◆ PROMPT 1 ◆
In the interview about the Kerner Commission, who picked up Dr. King's notion of a new economic justice coalition?
◆ PROMPT 2 ◆
Extend the interview about the Kerner Commission past its last line.

◆ PASSAGE TO READ ◆
-=-=-
The second of the three themes is that we have learned a considerable amount about what works and what doesn’t work. However, policymakers rarely base programs around actual evidence. We argue there is a great deal of evidence about what works that can be incorporated into policy changes

The third theme is even if we convince people to scale up what works, we don’t have what the Kerner Commission called “new will,” the will of American people to legislate and fund it. That is, in my view, the biggest issue. Back in 1968, Dr. King was talking about a new economic justice coalition, and that notion was picked up by Senator Robert Kennedy, yet nothing happened in ‘68. Both men were assassinated that year and any sense of that economic justice coalition evaporated. We haven’t regained that to this day. The closest person to Dr. King in many ways is Reverend William Barber. It’s disappointing as we go around the country that people don’t respond to how to create new will. Reverend Barber is inspirational, but he’s pushing the rock up the hill.

President Lyndon Johnson with members of the Kerner Commission

Do you see any signs of hope? I know you work with lots of young people, do you get better responses from them?
-=-=-
◆ SOURCE DATA ◆

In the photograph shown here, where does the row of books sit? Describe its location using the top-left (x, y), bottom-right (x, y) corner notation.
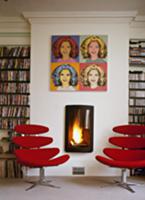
top-left (129, 90), bottom-right (145, 97)
top-left (129, 107), bottom-right (145, 115)
top-left (0, 159), bottom-right (23, 178)
top-left (0, 46), bottom-right (30, 57)
top-left (0, 94), bottom-right (29, 105)
top-left (129, 46), bottom-right (145, 56)
top-left (0, 106), bottom-right (30, 118)
top-left (129, 39), bottom-right (145, 48)
top-left (129, 71), bottom-right (145, 81)
top-left (129, 98), bottom-right (145, 106)
top-left (129, 82), bottom-right (145, 90)
top-left (129, 115), bottom-right (145, 125)
top-left (129, 57), bottom-right (145, 65)
top-left (0, 71), bottom-right (30, 81)
top-left (0, 118), bottom-right (29, 130)
top-left (0, 82), bottom-right (30, 94)
top-left (0, 58), bottom-right (30, 70)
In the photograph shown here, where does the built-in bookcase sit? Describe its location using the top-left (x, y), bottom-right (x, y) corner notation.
top-left (0, 45), bottom-right (30, 177)
top-left (129, 39), bottom-right (145, 124)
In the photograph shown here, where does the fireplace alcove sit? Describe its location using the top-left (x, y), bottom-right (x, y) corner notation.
top-left (65, 105), bottom-right (94, 152)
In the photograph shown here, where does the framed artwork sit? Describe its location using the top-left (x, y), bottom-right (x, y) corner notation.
top-left (50, 35), bottom-right (108, 91)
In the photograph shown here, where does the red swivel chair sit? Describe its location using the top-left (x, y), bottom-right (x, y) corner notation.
top-left (13, 124), bottom-right (69, 190)
top-left (96, 125), bottom-right (145, 192)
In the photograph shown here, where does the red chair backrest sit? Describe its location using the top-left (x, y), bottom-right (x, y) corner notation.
top-left (109, 136), bottom-right (145, 149)
top-left (103, 148), bottom-right (145, 161)
top-left (14, 124), bottom-right (49, 135)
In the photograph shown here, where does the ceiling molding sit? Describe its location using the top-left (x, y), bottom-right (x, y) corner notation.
top-left (0, 17), bottom-right (30, 32)
top-left (23, 11), bottom-right (137, 24)
top-left (130, 15), bottom-right (145, 29)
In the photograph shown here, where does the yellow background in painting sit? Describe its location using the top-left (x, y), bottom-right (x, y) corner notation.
top-left (50, 62), bottom-right (80, 91)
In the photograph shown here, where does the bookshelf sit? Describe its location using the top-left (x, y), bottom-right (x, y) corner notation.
top-left (0, 45), bottom-right (30, 178)
top-left (129, 39), bottom-right (145, 124)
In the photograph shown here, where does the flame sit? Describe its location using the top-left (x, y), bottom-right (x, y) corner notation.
top-left (71, 121), bottom-right (83, 144)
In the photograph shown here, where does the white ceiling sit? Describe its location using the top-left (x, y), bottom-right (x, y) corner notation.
top-left (0, 0), bottom-right (145, 17)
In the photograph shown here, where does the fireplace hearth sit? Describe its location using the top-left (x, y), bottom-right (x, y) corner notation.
top-left (65, 105), bottom-right (94, 152)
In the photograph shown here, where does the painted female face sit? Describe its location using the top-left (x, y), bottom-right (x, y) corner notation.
top-left (60, 69), bottom-right (71, 85)
top-left (88, 41), bottom-right (99, 58)
top-left (88, 69), bottom-right (99, 86)
top-left (60, 41), bottom-right (71, 57)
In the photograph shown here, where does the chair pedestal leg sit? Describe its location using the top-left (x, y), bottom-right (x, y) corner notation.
top-left (115, 169), bottom-right (135, 193)
top-left (26, 167), bottom-right (60, 191)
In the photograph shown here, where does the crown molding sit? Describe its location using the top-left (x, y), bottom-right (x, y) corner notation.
top-left (130, 15), bottom-right (145, 29)
top-left (0, 17), bottom-right (30, 32)
top-left (23, 11), bottom-right (137, 24)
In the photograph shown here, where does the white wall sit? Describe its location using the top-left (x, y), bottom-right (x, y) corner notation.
top-left (28, 14), bottom-right (129, 176)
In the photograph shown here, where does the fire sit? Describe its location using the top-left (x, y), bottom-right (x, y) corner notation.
top-left (71, 121), bottom-right (83, 145)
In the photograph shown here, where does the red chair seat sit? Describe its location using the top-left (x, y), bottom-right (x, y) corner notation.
top-left (96, 155), bottom-right (145, 169)
top-left (15, 148), bottom-right (69, 168)
top-left (14, 124), bottom-right (49, 135)
top-left (12, 136), bottom-right (53, 148)
top-left (109, 136), bottom-right (145, 149)
top-left (112, 125), bottom-right (145, 135)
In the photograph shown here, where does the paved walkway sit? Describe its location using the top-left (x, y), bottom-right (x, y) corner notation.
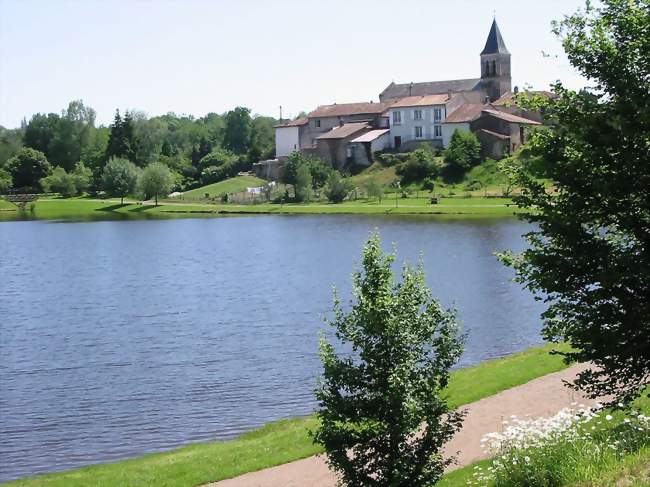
-=-=-
◆ TASK RESPONSE 1 ◆
Senator Robert Kennedy

◆ TASK RESPONSE 2 ◆
The answer is a cautious yes. We want to do a lot more work with young people. We issued this update last February, and one of the first places we went to was the LBJ School at the University of Texas-Austin. After I presented, I had several grad students say in effect, “we really want to do this Kerner stuff, but we don’t know how to get credentialed or know how to do it.”

If you want to know rules, go to law school. If you want to heal, go to medical school. But if you want to heal our divided society, there are no real programs on how to do that.

There are a lot of things you’d need to combine for this. You need to learn some of the theory, but not too much. What you need to learn is what works and what doesn’t in economic policy, education policy, criminal justice policy, housing policy, and neighborhood policy, but even that’s not enough, because schools don’t teach how to communicate what works.

You mentioned earlier policies that have been shown to work, what are one or two examples of this?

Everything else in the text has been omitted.